Aşağıdaki satırlardan kaçında "blurred" kelimesi geçiyor? Cevap olarak yalnızca sayıyı yazın.

+++ Alıştırma malzemesi

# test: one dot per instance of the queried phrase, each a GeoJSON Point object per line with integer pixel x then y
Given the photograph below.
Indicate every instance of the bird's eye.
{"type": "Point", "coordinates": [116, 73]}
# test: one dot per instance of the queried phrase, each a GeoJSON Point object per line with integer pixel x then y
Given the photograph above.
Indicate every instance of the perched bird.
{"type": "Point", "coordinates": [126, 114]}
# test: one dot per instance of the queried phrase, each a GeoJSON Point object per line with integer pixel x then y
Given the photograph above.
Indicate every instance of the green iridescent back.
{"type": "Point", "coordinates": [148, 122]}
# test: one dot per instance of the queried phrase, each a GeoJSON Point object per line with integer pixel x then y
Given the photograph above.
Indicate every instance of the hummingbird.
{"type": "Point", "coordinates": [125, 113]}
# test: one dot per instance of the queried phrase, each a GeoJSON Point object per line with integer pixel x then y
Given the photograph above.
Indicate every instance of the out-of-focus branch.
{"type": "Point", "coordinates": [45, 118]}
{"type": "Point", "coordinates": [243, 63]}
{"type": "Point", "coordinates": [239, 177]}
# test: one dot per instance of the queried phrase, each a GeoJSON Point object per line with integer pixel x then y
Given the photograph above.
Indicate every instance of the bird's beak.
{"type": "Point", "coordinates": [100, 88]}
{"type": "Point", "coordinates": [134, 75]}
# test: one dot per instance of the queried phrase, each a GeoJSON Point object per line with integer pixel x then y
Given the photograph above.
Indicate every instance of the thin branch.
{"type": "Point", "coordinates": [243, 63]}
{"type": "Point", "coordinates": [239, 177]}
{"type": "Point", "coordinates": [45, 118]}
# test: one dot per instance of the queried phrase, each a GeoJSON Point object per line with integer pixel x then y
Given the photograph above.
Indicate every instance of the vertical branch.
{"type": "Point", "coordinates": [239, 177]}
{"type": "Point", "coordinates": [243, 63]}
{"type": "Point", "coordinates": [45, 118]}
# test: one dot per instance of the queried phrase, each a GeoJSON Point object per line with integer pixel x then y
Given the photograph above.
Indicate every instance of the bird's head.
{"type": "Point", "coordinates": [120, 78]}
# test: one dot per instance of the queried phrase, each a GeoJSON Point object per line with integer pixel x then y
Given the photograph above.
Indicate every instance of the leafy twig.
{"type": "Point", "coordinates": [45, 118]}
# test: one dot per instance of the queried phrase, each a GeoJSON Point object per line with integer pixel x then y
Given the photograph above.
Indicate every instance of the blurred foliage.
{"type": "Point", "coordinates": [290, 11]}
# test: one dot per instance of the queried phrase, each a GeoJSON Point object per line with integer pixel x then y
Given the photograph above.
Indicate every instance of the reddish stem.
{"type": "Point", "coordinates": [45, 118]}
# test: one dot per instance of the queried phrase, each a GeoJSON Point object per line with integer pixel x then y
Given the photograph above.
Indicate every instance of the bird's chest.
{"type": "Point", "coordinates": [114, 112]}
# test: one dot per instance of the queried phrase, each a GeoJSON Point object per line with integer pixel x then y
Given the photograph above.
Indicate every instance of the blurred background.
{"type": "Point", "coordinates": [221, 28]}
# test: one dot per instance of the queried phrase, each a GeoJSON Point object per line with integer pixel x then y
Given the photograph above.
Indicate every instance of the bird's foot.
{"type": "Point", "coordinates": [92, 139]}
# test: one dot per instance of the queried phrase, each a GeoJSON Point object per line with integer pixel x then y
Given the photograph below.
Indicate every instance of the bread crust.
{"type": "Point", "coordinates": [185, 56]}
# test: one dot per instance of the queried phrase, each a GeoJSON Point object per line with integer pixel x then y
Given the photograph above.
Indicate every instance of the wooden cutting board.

++++++

▶ _Alıştırmanın çözümü_: 2